## Problem description:
Retype the following records line for line, without changing anything.

+===+

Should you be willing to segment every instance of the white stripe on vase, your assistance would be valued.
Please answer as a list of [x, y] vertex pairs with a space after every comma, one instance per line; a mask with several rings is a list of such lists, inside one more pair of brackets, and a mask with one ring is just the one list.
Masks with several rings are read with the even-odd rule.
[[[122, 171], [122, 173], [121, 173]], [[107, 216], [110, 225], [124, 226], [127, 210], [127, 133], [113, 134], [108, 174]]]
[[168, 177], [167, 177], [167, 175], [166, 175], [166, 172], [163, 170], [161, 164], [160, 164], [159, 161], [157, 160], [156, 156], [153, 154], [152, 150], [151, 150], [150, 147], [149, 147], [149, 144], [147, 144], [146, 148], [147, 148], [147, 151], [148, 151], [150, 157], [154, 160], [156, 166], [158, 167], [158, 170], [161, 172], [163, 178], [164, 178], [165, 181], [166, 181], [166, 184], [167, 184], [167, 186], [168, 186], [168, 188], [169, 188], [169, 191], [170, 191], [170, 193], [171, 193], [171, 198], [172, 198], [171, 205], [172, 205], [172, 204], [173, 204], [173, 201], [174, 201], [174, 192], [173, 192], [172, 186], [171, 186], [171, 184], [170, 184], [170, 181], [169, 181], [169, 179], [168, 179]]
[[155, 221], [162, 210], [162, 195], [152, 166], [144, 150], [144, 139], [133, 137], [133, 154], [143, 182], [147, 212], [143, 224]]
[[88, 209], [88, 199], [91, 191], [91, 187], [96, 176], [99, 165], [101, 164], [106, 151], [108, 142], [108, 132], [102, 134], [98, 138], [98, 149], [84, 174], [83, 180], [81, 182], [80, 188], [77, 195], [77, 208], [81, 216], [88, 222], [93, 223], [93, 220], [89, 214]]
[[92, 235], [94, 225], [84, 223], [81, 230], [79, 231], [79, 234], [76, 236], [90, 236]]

+===+

## Response to the exercise:
Should you be willing to segment every instance of the white stripe on vase, your assistance would be valued.
Please answer as a list of [x, y] vertex pairs with a space after every comma, one instance per line; a mask with several rings is a list of such lists, inside one more pair of brackets, and a mask with one ring is just the one list.
Masks with several rings are read with the even-odd rule.
[[[122, 171], [122, 173], [121, 173]], [[107, 216], [110, 225], [124, 226], [127, 210], [127, 133], [113, 134], [108, 174]]]
[[168, 177], [167, 177], [167, 175], [166, 175], [166, 172], [163, 170], [161, 164], [160, 164], [159, 161], [157, 160], [156, 156], [153, 154], [152, 150], [151, 150], [150, 147], [149, 147], [149, 144], [147, 144], [146, 148], [147, 148], [147, 151], [148, 151], [150, 157], [154, 160], [156, 166], [158, 167], [158, 170], [161, 172], [163, 178], [164, 178], [165, 181], [166, 181], [166, 184], [167, 184], [167, 186], [168, 186], [168, 188], [169, 188], [169, 191], [170, 191], [170, 193], [171, 193], [171, 198], [172, 198], [171, 205], [172, 205], [172, 204], [173, 204], [173, 201], [174, 201], [174, 192], [173, 192], [172, 186], [171, 186], [171, 184], [170, 184], [170, 181], [169, 181], [169, 179], [168, 179]]
[[155, 221], [162, 210], [162, 195], [152, 166], [144, 150], [144, 139], [133, 137], [133, 154], [143, 182], [147, 212], [143, 224]]
[[88, 209], [88, 199], [91, 191], [91, 187], [96, 176], [99, 165], [101, 164], [106, 151], [108, 142], [108, 132], [102, 134], [98, 138], [98, 149], [84, 174], [83, 180], [81, 182], [80, 188], [77, 195], [77, 208], [81, 216], [88, 222], [93, 223], [93, 220], [89, 214]]
[[92, 235], [94, 225], [84, 223], [81, 230], [79, 231], [79, 234], [76, 236], [90, 236]]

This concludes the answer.